DO THIS
Print the listing below verbatim, beginning at its first line and continuing through the line containing "column 377, row 52". Stop there.

(Point labeling listing)

* * * *

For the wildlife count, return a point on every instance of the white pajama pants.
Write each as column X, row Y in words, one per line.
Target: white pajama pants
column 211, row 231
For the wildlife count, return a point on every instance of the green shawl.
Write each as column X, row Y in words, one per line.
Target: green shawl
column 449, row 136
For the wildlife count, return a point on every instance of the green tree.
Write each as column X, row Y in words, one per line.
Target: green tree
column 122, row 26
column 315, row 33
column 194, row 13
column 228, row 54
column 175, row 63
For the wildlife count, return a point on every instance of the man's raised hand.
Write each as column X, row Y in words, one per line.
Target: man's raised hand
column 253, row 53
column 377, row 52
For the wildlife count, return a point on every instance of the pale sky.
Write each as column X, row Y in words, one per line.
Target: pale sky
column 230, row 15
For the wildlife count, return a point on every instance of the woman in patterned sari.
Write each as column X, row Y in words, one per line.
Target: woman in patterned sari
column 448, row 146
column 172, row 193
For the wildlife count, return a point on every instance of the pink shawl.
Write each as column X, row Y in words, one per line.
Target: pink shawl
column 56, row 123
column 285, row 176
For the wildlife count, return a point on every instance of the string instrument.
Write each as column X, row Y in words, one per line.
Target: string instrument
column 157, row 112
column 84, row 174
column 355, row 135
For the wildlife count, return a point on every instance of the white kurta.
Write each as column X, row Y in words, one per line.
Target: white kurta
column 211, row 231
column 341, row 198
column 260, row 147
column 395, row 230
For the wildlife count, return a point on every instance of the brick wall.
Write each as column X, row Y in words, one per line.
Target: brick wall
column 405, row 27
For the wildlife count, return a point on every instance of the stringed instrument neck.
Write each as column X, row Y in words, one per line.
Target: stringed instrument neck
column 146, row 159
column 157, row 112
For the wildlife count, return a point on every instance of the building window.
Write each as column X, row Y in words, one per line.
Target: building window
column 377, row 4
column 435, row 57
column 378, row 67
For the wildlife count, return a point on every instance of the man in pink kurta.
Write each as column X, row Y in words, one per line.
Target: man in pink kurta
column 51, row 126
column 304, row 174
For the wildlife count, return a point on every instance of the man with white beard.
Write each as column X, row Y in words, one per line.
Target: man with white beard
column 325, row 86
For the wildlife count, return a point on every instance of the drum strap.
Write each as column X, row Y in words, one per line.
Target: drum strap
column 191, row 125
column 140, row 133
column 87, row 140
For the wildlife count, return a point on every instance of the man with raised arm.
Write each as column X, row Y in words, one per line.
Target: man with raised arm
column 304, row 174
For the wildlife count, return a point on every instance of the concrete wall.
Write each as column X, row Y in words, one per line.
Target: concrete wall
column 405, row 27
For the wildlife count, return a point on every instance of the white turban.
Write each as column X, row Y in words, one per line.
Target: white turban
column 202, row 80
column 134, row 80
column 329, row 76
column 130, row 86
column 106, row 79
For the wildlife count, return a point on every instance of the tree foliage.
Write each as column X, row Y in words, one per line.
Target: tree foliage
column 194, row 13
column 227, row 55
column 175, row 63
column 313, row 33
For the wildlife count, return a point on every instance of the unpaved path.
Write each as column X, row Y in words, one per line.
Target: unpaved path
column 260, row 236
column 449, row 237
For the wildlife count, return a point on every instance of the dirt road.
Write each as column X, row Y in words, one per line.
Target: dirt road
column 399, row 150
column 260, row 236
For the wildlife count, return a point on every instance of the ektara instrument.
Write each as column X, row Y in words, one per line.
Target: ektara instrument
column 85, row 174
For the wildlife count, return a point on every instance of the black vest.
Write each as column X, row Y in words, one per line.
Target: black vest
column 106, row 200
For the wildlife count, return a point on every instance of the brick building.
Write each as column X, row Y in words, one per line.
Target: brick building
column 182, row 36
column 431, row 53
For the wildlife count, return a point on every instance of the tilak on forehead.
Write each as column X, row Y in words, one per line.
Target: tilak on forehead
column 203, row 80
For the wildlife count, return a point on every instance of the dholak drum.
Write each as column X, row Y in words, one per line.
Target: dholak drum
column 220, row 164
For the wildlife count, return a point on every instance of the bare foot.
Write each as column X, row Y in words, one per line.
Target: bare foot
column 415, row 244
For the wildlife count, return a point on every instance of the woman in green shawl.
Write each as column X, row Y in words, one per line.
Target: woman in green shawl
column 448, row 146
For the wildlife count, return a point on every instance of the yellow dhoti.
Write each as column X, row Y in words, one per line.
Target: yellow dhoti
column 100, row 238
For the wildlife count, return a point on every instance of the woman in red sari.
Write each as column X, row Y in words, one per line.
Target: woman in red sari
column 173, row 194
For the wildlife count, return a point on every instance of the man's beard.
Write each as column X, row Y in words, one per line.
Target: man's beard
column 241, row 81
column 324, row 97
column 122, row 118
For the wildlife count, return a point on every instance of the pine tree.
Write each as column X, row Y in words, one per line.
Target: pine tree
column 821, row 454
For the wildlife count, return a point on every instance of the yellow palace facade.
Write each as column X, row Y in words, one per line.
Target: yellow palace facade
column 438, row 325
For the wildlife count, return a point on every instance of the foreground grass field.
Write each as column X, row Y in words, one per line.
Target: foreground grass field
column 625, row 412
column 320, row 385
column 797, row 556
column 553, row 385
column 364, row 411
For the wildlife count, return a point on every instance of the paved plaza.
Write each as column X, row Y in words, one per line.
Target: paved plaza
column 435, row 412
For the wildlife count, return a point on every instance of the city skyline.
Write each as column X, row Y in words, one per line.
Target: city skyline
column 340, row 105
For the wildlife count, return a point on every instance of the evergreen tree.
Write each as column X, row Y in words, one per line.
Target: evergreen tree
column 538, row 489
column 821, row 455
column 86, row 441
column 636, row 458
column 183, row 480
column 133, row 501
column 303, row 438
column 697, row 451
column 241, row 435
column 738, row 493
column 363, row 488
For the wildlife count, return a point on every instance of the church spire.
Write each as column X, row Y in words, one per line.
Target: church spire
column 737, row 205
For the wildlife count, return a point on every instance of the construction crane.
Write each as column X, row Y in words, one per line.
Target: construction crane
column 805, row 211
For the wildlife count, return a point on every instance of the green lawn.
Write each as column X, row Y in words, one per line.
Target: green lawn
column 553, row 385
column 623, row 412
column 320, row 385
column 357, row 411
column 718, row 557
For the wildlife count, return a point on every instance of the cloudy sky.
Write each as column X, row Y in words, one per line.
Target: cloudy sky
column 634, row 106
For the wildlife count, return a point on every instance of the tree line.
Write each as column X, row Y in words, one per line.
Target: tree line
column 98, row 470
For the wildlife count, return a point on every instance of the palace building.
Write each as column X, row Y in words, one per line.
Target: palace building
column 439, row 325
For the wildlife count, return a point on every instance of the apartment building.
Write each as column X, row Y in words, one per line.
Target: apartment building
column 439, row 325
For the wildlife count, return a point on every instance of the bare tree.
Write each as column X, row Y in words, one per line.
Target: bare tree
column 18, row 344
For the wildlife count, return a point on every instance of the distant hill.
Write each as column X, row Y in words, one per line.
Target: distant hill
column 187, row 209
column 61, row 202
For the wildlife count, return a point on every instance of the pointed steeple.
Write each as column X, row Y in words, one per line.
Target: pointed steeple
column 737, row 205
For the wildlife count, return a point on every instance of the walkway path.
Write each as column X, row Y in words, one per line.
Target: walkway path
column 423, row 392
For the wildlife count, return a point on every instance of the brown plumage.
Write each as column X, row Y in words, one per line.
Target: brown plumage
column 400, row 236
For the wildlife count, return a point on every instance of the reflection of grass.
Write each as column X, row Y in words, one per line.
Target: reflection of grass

* * * *

TASK RESULT
For the wildlife count, return a point on every instance of the white pajama pants.
Write each as column X, row Y in words, one per line.
Target: white pajama pants
column 211, row 231
For the wildlife count, return a point on every instance of the green shawl.
Write each as column X, row Y in words, one per line.
Target: green shawl
column 449, row 136
For the wildlife count, return a point on every instance of the green tree.
Write each as column X, row Y in words, one per line.
Target: green tree
column 122, row 26
column 315, row 33
column 194, row 13
column 228, row 54
column 175, row 63
For the wildlife count, return a point on every instance of the man's raised hand.
Write each as column X, row Y in words, one per line.
Target: man's raised hand
column 253, row 53
column 377, row 52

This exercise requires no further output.